[Detection annotation entries]
========================================

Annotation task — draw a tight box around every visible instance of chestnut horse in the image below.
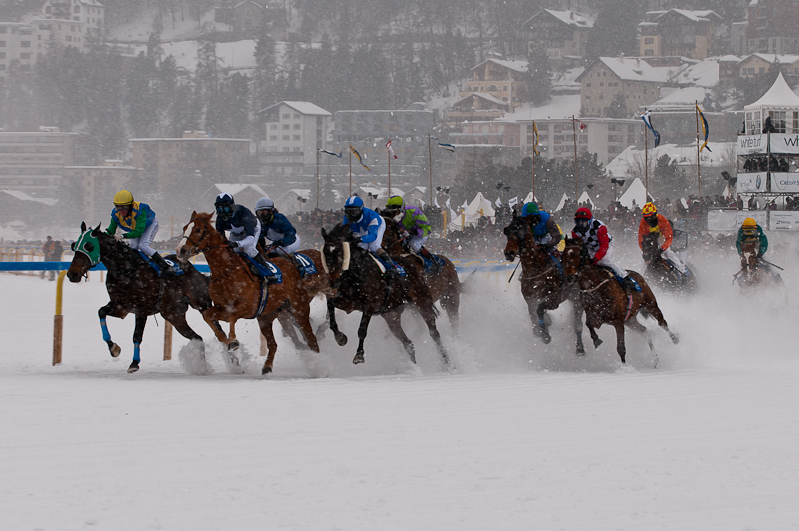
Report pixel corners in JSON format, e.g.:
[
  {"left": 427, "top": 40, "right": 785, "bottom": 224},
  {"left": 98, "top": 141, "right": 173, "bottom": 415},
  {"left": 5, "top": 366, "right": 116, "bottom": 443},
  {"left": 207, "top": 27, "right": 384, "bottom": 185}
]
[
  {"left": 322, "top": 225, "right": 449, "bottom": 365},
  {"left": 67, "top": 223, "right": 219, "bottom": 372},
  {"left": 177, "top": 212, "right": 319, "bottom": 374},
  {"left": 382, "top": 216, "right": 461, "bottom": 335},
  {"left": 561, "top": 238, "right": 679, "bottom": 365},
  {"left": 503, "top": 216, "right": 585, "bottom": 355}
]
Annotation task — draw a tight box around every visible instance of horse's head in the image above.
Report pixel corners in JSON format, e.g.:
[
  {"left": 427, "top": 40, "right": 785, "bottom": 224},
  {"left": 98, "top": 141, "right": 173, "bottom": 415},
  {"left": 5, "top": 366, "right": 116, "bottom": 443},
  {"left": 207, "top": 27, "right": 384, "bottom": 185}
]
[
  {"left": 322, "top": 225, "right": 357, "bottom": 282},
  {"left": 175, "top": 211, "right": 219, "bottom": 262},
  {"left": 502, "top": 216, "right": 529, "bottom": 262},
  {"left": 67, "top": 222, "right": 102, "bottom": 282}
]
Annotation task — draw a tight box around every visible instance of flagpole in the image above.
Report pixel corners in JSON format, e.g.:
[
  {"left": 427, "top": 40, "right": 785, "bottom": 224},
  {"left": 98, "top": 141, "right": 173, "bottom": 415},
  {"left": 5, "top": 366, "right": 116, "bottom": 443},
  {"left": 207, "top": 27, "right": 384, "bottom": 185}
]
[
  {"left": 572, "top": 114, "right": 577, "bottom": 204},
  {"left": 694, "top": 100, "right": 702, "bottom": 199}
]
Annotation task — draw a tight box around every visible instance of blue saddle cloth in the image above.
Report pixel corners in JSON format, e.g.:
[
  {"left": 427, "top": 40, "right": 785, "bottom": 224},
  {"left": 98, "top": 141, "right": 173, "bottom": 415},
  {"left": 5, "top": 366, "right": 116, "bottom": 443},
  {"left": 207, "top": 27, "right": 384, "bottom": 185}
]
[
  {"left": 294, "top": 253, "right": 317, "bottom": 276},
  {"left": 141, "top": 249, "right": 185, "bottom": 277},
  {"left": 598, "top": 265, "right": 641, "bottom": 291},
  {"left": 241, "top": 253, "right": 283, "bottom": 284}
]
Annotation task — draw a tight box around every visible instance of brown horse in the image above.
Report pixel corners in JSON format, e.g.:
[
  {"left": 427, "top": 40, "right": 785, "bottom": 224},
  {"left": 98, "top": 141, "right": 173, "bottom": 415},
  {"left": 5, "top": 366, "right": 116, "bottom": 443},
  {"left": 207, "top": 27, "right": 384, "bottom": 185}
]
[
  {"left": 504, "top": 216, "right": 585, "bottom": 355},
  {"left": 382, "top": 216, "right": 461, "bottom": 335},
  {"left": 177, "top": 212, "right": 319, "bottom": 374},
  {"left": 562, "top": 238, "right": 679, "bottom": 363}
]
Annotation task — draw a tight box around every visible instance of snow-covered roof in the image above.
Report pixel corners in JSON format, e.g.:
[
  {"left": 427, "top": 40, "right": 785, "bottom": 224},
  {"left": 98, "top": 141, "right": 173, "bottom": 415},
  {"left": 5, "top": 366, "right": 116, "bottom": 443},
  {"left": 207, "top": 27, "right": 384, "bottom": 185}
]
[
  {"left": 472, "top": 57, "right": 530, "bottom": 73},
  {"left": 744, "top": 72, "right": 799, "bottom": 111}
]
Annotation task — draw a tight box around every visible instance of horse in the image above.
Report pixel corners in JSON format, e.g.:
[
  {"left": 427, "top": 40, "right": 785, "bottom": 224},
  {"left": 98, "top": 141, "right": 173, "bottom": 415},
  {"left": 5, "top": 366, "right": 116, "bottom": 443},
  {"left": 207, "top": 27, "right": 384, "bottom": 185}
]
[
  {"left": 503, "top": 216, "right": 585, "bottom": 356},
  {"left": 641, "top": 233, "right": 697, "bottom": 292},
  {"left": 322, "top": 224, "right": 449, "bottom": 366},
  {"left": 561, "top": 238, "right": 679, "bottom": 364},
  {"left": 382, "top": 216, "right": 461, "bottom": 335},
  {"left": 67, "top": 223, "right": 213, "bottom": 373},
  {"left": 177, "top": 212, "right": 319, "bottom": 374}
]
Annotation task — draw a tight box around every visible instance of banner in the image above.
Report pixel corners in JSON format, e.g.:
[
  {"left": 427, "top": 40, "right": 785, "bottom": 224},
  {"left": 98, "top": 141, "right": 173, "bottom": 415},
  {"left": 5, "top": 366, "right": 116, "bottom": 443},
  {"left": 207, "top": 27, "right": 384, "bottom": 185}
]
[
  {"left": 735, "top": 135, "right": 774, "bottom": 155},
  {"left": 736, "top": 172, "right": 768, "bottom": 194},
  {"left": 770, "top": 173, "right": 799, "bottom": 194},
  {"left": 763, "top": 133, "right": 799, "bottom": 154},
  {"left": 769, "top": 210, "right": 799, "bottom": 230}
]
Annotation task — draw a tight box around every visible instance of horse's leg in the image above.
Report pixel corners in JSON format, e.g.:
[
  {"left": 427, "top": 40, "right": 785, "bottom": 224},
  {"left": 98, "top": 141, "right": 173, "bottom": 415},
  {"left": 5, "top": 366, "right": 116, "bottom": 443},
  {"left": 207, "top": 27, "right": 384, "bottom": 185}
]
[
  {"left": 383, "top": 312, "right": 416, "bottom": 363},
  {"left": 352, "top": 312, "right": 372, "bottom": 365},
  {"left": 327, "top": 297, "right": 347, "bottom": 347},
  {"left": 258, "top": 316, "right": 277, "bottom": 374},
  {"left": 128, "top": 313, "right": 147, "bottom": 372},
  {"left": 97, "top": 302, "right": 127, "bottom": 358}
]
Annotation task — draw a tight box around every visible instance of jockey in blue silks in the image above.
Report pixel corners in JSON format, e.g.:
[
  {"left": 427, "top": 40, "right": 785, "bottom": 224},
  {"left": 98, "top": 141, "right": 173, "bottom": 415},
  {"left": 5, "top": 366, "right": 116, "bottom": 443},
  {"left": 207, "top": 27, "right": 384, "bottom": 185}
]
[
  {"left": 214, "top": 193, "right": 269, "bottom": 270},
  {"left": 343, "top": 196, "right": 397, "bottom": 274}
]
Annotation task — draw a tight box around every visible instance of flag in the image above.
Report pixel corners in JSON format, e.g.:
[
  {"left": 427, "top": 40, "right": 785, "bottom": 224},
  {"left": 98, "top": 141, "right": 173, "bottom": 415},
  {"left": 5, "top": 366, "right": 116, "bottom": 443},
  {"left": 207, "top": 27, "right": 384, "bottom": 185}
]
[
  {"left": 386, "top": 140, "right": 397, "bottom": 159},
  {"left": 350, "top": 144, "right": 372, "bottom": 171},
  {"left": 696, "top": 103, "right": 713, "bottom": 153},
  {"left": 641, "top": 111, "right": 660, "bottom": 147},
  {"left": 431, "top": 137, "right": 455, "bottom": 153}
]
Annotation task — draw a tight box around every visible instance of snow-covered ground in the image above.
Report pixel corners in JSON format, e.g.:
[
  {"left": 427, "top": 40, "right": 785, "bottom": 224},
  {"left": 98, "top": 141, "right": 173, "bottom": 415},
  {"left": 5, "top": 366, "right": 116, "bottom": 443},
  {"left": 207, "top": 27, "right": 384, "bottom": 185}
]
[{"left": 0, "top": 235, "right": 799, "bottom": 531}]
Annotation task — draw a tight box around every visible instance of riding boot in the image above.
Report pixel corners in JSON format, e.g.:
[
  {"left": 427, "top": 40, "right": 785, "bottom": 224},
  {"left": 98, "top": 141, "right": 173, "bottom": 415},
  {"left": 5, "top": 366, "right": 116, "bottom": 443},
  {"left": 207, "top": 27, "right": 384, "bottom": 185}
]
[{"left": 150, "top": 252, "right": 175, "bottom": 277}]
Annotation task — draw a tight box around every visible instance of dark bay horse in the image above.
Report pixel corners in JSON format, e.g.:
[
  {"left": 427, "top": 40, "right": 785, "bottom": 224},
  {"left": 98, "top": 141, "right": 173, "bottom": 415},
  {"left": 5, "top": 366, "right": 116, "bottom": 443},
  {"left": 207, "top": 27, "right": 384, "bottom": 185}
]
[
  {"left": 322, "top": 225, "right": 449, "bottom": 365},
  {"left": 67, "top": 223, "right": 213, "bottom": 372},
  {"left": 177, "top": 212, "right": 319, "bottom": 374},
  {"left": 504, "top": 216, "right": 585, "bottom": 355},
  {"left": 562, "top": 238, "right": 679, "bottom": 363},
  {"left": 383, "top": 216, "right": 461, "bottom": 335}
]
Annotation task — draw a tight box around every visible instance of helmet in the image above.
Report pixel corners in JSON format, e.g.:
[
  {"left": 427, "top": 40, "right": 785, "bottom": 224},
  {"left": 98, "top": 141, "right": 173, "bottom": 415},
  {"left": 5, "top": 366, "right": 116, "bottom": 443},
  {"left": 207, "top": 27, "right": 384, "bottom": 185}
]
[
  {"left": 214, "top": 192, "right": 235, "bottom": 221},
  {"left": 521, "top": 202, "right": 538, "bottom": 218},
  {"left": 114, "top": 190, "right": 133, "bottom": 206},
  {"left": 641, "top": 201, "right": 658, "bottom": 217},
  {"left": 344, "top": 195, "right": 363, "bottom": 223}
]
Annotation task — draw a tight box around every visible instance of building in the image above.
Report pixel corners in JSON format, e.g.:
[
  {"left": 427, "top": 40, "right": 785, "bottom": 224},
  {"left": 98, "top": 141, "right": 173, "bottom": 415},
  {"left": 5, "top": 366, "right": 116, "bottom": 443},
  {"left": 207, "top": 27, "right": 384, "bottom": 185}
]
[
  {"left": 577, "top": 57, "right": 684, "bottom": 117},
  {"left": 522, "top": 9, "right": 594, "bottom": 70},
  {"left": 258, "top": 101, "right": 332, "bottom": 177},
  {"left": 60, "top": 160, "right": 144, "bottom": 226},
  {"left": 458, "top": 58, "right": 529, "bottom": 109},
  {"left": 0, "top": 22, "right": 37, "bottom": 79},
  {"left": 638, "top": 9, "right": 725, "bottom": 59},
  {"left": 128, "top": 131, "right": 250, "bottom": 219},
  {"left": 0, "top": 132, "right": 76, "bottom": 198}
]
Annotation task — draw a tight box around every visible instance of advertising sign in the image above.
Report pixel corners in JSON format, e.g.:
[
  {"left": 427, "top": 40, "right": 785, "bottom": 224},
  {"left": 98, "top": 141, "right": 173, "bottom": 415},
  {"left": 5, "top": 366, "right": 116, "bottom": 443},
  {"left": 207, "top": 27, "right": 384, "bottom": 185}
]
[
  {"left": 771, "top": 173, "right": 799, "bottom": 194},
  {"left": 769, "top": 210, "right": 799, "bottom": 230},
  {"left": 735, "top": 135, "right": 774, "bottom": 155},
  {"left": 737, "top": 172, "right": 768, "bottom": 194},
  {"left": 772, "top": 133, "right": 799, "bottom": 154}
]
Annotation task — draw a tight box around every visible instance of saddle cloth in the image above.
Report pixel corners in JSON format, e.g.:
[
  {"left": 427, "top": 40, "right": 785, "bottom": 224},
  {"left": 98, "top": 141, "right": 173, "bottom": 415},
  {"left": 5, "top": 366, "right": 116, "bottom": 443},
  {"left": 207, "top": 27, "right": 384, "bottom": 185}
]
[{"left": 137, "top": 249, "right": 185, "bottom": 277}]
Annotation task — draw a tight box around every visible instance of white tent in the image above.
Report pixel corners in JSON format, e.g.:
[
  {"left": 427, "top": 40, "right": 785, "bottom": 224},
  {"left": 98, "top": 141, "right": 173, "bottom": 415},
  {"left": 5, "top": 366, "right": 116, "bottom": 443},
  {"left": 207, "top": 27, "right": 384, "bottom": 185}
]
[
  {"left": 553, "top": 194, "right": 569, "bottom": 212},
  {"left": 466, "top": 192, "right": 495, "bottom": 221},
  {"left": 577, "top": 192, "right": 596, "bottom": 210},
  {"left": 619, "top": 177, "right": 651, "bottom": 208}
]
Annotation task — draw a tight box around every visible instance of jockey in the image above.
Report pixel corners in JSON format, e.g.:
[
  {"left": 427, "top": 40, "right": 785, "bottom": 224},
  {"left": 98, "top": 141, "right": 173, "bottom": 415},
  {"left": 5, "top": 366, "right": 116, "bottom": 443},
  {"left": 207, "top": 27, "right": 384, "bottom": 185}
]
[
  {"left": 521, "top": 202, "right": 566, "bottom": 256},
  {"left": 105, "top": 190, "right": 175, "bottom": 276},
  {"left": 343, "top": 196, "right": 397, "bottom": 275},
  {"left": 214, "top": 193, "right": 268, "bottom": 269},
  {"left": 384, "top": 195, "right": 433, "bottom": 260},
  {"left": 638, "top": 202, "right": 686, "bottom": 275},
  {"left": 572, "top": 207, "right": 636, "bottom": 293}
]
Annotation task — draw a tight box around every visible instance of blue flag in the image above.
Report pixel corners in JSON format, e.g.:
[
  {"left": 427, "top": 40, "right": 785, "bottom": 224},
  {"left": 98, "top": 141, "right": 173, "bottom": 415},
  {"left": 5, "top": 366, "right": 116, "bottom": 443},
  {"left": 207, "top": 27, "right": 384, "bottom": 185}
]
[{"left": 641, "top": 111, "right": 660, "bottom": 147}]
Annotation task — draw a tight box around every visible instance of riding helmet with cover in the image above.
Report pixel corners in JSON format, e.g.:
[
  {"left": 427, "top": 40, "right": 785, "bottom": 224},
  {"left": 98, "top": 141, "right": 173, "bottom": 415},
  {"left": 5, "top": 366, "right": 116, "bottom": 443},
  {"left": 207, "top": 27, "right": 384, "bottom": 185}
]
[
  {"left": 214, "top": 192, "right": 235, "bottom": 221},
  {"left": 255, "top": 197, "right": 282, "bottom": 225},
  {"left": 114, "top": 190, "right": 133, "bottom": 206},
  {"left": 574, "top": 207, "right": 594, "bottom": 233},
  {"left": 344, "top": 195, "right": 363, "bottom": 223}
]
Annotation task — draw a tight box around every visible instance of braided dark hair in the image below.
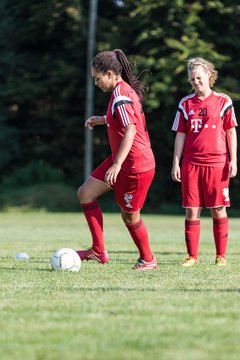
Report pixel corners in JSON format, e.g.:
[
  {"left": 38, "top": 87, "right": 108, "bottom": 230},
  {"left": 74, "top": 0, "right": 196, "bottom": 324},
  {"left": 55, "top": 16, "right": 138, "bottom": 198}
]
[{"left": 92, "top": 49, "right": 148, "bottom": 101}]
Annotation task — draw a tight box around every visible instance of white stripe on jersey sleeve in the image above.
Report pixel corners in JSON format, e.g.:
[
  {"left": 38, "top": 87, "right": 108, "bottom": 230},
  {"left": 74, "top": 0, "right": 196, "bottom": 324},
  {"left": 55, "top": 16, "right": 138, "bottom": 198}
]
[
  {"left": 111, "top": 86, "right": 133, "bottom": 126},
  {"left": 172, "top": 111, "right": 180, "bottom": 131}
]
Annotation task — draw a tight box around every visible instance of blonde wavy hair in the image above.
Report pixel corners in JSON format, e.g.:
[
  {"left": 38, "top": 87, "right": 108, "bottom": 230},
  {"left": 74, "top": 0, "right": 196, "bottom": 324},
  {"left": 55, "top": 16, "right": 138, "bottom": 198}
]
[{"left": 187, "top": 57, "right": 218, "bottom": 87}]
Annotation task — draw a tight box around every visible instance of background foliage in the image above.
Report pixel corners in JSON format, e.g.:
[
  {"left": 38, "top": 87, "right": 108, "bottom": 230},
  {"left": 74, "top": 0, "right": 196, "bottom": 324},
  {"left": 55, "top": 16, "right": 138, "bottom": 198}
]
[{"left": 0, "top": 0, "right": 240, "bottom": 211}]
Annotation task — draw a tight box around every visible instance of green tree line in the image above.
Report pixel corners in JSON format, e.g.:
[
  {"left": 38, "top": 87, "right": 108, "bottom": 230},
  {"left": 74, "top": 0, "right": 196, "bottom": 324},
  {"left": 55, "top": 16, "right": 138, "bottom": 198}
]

========================================

To do: Count the lines in the entries above that contain the string "dark". Give only the number.

Task response: 2